#### RECORDS FOR THE EXERCISE ####
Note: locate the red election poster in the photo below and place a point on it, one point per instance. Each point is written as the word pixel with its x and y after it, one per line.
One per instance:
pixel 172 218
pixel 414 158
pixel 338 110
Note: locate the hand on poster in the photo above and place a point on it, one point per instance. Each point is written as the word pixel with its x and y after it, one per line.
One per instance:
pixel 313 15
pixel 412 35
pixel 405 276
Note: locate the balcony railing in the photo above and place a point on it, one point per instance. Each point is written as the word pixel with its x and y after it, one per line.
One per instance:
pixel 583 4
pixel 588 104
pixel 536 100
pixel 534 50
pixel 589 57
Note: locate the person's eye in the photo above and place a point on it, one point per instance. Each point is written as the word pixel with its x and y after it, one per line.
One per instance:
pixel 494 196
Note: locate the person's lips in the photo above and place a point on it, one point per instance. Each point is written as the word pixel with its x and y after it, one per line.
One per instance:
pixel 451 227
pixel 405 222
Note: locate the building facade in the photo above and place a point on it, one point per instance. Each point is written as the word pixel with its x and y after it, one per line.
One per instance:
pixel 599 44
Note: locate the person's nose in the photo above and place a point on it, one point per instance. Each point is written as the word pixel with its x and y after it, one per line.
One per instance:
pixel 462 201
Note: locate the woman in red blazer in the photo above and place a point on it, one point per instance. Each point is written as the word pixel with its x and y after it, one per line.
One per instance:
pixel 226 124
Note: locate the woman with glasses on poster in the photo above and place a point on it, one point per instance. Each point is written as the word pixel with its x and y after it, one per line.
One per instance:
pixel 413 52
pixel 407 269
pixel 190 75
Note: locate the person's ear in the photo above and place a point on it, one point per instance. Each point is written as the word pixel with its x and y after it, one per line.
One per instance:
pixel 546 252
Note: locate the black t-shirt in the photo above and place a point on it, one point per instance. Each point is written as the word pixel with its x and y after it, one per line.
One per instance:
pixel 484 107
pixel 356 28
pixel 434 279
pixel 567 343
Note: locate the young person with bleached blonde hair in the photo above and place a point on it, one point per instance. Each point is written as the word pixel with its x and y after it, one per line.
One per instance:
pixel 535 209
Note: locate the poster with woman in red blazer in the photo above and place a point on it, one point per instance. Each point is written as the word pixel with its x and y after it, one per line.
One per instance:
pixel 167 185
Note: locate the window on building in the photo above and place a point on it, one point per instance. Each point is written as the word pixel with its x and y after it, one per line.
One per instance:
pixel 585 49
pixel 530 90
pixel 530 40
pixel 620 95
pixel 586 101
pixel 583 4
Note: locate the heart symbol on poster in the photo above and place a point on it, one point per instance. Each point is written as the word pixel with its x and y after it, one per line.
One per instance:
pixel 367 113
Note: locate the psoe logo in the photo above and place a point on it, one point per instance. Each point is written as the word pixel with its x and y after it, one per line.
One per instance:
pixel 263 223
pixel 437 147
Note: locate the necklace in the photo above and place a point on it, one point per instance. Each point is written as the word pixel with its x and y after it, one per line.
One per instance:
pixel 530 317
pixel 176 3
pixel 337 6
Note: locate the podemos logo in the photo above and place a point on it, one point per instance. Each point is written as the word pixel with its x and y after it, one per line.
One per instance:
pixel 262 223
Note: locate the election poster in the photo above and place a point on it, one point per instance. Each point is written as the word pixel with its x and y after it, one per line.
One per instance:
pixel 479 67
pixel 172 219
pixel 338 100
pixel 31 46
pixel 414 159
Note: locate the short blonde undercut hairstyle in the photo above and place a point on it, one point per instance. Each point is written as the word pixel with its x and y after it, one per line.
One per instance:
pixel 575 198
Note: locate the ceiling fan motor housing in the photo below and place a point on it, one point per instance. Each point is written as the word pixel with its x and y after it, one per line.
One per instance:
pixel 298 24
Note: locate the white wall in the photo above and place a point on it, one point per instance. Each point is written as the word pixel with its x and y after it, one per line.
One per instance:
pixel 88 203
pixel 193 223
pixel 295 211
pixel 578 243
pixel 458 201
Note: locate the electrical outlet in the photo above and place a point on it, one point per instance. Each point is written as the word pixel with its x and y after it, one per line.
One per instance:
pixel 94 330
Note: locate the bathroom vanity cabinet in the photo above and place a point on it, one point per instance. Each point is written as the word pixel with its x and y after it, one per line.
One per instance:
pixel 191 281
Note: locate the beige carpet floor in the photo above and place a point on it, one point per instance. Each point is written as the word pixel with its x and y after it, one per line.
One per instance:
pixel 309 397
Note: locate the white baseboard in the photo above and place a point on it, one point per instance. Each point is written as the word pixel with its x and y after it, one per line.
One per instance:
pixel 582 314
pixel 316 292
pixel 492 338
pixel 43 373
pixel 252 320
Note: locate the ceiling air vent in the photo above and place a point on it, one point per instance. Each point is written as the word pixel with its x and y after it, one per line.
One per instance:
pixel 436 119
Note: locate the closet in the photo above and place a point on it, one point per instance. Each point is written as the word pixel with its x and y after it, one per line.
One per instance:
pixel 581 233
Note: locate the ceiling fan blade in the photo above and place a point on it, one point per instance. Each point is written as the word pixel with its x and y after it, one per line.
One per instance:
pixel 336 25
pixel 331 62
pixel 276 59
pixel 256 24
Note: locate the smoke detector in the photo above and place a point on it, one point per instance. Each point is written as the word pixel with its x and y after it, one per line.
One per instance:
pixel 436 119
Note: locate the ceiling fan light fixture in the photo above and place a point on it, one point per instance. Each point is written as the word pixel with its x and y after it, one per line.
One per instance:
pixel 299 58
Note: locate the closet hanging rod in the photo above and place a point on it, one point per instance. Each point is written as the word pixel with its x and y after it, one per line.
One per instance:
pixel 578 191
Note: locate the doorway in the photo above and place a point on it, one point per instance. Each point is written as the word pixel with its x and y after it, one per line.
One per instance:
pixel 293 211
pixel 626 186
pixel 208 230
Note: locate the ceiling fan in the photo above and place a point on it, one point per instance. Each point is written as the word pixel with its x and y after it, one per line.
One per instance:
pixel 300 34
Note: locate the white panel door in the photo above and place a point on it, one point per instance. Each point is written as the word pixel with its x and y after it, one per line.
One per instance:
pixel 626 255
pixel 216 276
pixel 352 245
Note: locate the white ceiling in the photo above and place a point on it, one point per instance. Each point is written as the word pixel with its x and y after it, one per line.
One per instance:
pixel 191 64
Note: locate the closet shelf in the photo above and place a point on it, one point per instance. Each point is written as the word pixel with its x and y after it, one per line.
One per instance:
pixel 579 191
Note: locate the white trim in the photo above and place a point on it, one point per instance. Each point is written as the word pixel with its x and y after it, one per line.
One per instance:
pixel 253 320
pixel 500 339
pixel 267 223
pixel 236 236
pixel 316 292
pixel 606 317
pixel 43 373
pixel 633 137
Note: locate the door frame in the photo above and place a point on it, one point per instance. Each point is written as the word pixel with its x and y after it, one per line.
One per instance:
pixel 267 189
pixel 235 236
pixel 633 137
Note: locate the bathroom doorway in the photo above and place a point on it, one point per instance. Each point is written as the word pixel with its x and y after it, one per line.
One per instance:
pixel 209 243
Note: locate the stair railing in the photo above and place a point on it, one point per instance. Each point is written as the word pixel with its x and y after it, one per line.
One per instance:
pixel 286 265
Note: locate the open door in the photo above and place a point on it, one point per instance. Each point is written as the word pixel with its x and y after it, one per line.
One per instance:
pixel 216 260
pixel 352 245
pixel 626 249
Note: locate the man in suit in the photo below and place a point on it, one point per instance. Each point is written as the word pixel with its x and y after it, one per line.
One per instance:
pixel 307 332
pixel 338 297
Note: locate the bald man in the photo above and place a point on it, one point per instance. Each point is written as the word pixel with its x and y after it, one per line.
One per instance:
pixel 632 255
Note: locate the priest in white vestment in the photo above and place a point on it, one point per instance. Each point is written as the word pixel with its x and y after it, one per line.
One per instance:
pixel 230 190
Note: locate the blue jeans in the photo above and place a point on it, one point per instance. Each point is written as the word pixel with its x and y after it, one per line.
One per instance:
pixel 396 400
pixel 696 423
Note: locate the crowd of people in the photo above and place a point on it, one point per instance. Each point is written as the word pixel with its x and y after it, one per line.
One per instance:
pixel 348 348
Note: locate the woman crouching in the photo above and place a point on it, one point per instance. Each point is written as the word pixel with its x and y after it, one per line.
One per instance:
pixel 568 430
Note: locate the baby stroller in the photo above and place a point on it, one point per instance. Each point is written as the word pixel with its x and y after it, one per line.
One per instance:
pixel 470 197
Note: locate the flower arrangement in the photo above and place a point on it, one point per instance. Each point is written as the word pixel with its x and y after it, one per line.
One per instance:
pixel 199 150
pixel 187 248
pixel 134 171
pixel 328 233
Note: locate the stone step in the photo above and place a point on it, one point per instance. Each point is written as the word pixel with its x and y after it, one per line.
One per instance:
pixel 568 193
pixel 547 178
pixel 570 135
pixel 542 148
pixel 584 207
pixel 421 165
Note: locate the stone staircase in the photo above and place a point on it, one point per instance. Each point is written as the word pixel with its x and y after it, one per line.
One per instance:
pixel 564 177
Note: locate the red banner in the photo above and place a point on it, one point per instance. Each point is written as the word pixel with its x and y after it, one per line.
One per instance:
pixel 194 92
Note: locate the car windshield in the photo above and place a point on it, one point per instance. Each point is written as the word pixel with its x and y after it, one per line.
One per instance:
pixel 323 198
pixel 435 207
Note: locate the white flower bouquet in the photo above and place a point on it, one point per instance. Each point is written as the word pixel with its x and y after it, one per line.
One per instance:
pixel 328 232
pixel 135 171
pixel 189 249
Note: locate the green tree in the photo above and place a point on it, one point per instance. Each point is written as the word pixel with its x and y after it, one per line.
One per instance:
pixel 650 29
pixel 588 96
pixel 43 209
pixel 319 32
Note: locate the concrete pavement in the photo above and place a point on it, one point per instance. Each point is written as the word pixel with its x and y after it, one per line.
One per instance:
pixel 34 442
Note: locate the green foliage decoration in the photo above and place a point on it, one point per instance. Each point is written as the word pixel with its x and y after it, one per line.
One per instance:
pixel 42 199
####
GIVEN INSTRUCTION
Write out word for word the part of the records that opens with the line containing "Note: locate the flower" and closes with the line containing "pixel 564 177". Include both of those lines.

WRITTEN SOLUTION
Note: locate the flower arrangement in the photo above and place a point on it, one point per instance. Each point is written as the word pixel with its x and y after it, one per line.
One per instance:
pixel 199 150
pixel 187 248
pixel 134 171
pixel 328 233
Note: locate the stone step in the photo above and place a point on it, one point per instance. Each point is written as the word pixel with its x and y after it, one per line.
One per instance:
pixel 568 193
pixel 547 178
pixel 570 135
pixel 542 148
pixel 584 207
pixel 421 165
Note: locate the stone staircase in the photo above and place a point on it, one point per instance. Each point is written as the word pixel with its x and y after it, one per line.
One per instance:
pixel 564 177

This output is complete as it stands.